◆ Exercise prompt:
Write out everything in the rushd.log errors text below, from "1. bind(): Address" down to "sent us garbage(i)".

◆ Quoted text:
Common Errors in rushd.log

  1. bind(): Address already in use
  2. connect(myhost): Invalid argument
  3. udp: iface bind(10.10.10.115:696): Address already in use
  4. 'xxx': valid host is NOT in rush hostlist
  5. LICENSE client 157.166.34.210 sent us garbage(i)
  6. can't get etheraddr[#]: error message
  7. sendto(host:696): Message too long: to host
  8. CreateProcess(perl ...): The system cannot find the file specified.

I'm getting 'connect(myhost): Invalid argument' in my linux rushd.log?

    Your host is coming back with 127.0.0.1 as its ip address, instead of the network interface's actual address. Fix your machine's /etc/hosts file.

    This is known problem with default installations of linux RedHat (7.1, etc) caused by the installer.

    To test for the problem, open a shell on that machine and ping its own hostname. If the address returned is 127.x.x.x, fix your /etc/hosts file.

    
    you@tahoe % ping tahoe
    PING tahoe (127.0.0.1) from 127.0.0.1 : 56(84) bytes of data.
    64 bytes from 127.0.0.1: icmp_seq=0 ttl=255 time=0.5 ms
    64 bytes from 127.0.0.1: icmp_seq=1 ttl=255 time=0.4 ms
    ^C
    
    you@tahoe % grep tahoe /etc/hosts
    127.0.0.1 tahoe localhost
    		

    ..this is wrong. Correct it by editing /etc/hosts, and making separate entries for 'localhost' and the machine's actual hostname and IP address, eg:

    
    root@tahoe # vi /etc/hosts
    root@tahoe # cat /etc/hosts
    127.0.0.1      localhost
    192.168.0.37   tahoe
    
    root@tahoe # ping tahoe
    PING tahoe (192.168.0.37) from 192.168.0.37 : 56(84) bytes of data.

◆ Source excerpt:
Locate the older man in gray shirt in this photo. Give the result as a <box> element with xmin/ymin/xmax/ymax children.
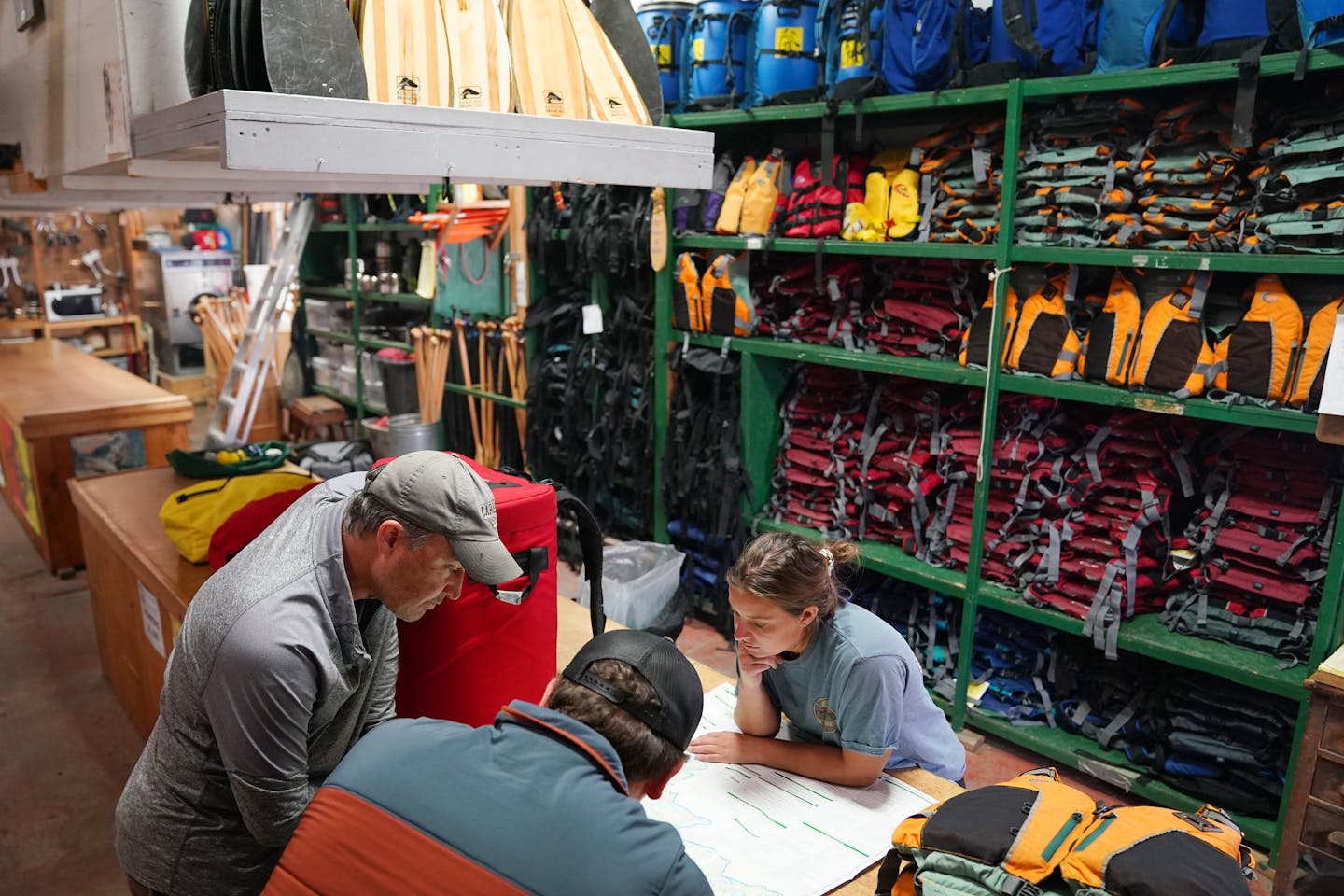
<box><xmin>117</xmin><ymin>452</ymin><xmax>523</xmax><ymax>896</ymax></box>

◆ Exercise solution:
1. bind(): Address already in use
  2. connect(myhost): Invalid argument
  3. udp: iface bind(10.10.10.115:696): Address already in use
  4. 'xxx': valid host is NOT in rush hostlist
  5. LICENSE client 157.166.34.210 sent us garbage(i)